**What is being asked:** Set down exactly the lines that run from the line with "of the tree" to the end of the data, and nothing else.

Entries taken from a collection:
□ □ □

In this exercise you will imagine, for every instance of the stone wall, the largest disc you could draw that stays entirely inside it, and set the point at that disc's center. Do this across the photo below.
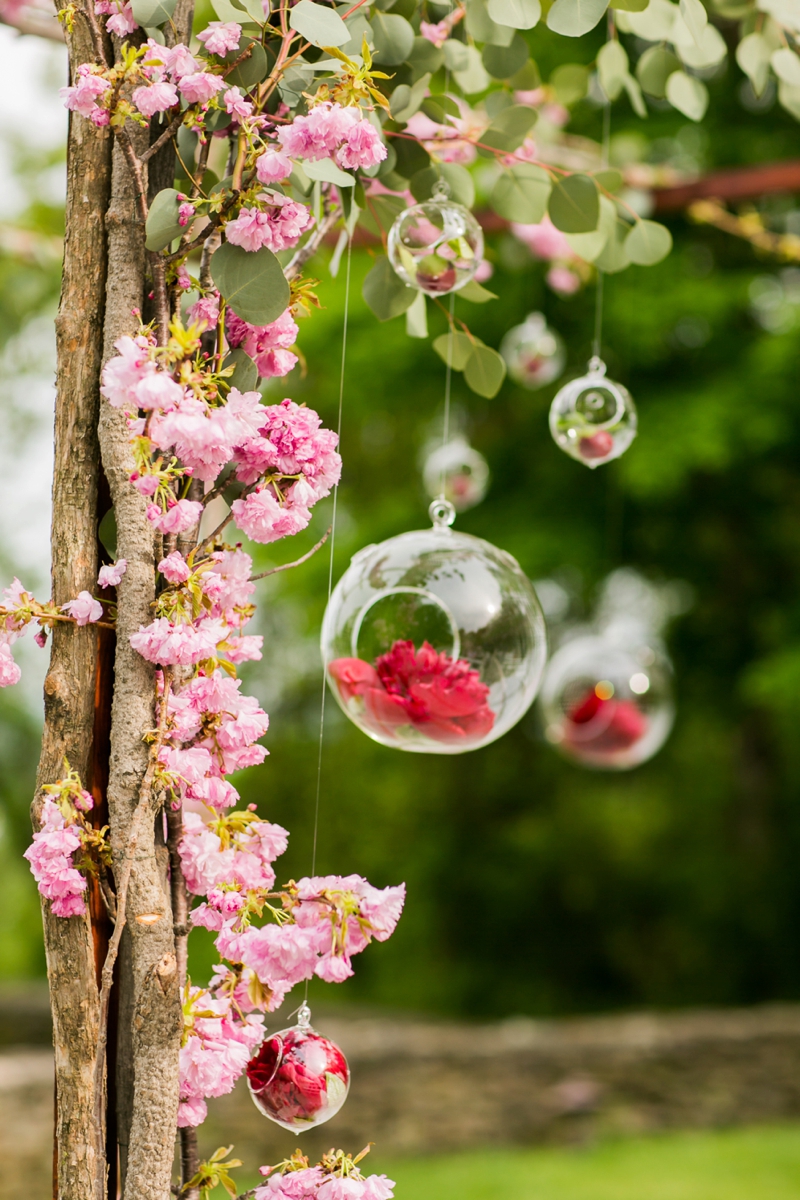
(421, 1086)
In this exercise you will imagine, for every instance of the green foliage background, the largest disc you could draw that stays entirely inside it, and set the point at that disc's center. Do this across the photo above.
(535, 887)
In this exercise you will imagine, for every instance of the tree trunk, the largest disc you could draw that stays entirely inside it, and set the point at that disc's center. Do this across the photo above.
(68, 687)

□ □ □

**Your response:**
In this exercise you will imagine, for every instance of the tree trunk, the largest disc you could draw that stays entirely inside it, and set the point at that disc's center. Do this across the photo above.
(68, 687)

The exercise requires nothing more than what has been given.